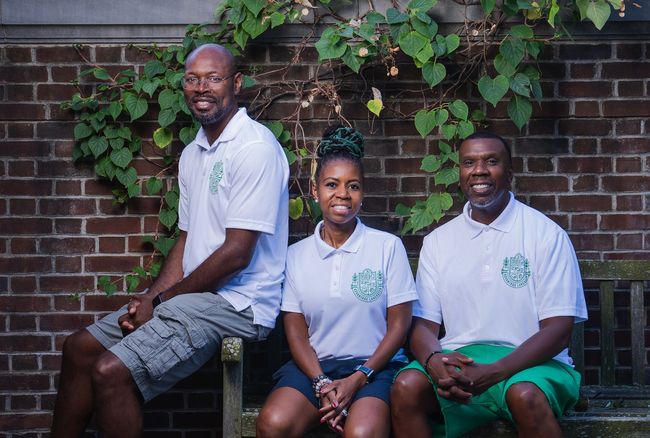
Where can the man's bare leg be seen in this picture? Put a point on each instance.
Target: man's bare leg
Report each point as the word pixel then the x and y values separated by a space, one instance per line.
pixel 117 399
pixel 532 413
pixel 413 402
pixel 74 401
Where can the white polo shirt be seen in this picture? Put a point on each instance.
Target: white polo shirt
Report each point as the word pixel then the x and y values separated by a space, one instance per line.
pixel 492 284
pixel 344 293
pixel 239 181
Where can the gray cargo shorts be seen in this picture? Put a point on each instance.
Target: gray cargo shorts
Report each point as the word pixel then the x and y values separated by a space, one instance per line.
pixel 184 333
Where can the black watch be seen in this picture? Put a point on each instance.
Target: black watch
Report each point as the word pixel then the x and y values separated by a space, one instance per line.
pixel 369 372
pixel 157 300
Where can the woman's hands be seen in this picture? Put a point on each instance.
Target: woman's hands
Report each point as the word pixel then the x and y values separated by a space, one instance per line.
--
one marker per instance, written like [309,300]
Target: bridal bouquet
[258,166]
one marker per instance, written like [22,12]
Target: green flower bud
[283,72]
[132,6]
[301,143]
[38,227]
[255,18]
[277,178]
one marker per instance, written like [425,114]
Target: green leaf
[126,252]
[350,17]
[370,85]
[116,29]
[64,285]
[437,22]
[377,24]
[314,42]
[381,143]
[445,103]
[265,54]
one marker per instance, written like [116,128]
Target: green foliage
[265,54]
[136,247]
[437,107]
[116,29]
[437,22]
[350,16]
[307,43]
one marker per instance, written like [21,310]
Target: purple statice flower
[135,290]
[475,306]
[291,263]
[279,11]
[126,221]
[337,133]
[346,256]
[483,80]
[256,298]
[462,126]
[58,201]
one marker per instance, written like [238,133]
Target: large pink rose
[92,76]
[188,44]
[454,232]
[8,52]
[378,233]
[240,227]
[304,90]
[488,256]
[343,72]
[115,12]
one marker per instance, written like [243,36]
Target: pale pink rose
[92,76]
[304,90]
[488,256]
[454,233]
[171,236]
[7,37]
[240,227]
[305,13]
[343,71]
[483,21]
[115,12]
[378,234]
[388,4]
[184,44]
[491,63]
---
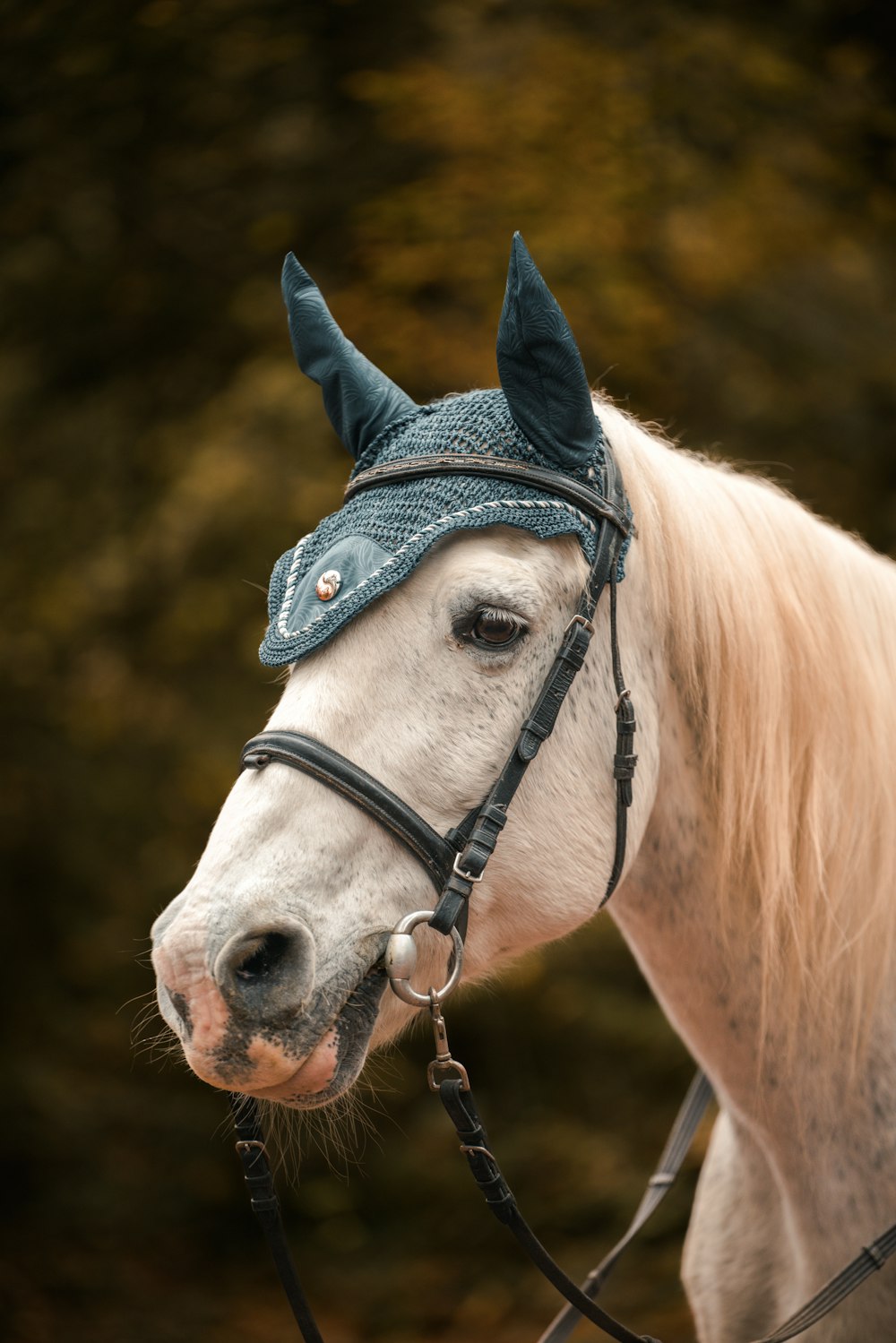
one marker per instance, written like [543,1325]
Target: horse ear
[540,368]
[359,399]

_Exercise brief:_
Every line of the listing that includes the word "written" belongs in the answer.

_Response:_
one marker per instance, written like [309,300]
one marker per instance, written like [22,12]
one marker per instance, written like [425,114]
one marker per instance, written like [116,128]
one marker per instance, written like [21,310]
one marker per instance, written like [238,133]
one marker per instance, written like [243,36]
one marker per instance, written like [543,1325]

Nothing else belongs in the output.